→ Extrait du document:
Chanson
L'année chanson restera sans nul doute marquée par l'affaire NTM (Nique Ta Mère), le groupe de rap français le plus connu de l'Hexagone. Le 14 novembre, Kool Shen et Joey Starr, les deux chanteurs, sont condamnés par le tribunal correctionnel de Toulon à six mois de prison, dont trois fermes, et une interdiction de chanter en public pendant six mois. Les deux artistes étaient poursuivis pour « outrages par paroles à l'égard de l'autorité publique ». Il leur était reproché de s'en être pris verbalement, lors d'un concert à La Seyne-sur-Mer, en juin 1995, aux policiers présents dans la salle. Ce jugement, prononcé par un magistrat ancien fonctionnaire de police, suscite une forte émotion. C'est la première fois depuis très longtemps que des artistes sont condamnés pour l'exercice de leur art (même si les faits incriminés ne visent pas directement le texte d'une chanson). Par ailleurs, cette décision de justice intervient dans un département marqué par une forte présence du Front national, et quelques semaines après que le gouvernement a constaté son incapacité juridique à poursuivre Jean-Marie Le Pen pour des propos ouvertement racistes. Le garde des Sceaux, Jacques Toubon, qui demande au parquet de faire appel contre le jugement, et le ministre de la Culture, Philippe Douste-Blazy, expriment leur embarras et rappellent leur attachement à la liberté d'expression, tout en reconnaissant aux policiers le droit de protester contre toute forme d'agression verbale. L'affaire NTM en est une parce qu'elle exprime les contradictions d'une époque difficile et le fossé qui sépare souvent les jeunes, notamment ceux des banlieues, des adultes et des autorités. Tout cela n'empêche pas, au contraire, le groupe de vendre plus de CD que jamais...
La chanson est aussi une affaire d'argent
En 1984, à l'apparition du CD, il s'était vendu 2,4 milliards de supports (vinyles, compacts et K7) dans le monde. Onze ans plus tard, le chiffre est passé à 3,8 milliards. Le CA des marchands de musique a augmenté dans le même temps de 230 %, passant de 12 milliards de dollars à 40 milliards.
En moyenne, un CD sur dix paie les pertes des neuf autres. À l'heure où les géants de l'audiovisuel orchestrent des sorties de disques mondiales, on mesure pleinement la nécessité d'imposer des quotas dans l'Hexagone. Le gros du marché de la musique se fait sur une tranche d'âge qui a moins de vingt-cinq ans. Or l'uniformisation des goûts de la jeunesse est un fait établi. Les vagues successives du hip-hop et des autres modes musicaux se déclinent aux quatre coins du globe et les différences d'identités culturelles se réduisent de plus en plus.

→ Consigne:
Relevez toutes les personnes désignées par leur nom dans l'extrait sur la chanson. La liste placée après l'extrait est un matériau à part.

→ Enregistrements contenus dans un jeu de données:

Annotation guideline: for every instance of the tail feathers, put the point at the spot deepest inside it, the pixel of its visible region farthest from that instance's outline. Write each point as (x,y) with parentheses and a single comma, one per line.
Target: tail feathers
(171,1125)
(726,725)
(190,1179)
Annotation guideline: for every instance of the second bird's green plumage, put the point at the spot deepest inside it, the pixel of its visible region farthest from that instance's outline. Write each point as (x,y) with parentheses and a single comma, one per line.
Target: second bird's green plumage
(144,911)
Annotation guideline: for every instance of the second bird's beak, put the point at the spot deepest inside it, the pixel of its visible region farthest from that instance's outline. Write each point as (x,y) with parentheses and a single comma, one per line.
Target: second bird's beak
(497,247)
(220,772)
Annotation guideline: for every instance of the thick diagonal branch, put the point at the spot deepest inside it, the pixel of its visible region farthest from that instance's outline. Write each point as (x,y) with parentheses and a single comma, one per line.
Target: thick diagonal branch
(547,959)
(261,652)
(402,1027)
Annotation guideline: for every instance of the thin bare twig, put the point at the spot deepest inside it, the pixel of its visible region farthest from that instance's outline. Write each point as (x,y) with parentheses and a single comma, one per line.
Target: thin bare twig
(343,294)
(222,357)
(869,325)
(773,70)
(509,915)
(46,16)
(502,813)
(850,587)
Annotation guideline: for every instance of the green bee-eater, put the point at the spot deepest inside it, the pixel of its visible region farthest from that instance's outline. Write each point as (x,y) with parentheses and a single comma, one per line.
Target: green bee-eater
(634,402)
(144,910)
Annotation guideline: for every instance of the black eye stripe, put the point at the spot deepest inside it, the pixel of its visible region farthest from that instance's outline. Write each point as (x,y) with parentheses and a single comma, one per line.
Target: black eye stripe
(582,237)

→ Réponse complète:
Kool Shen, Joey Starr, Jean-Marie Le Pen, Jacques Toubon, Philippe Douste-Blazy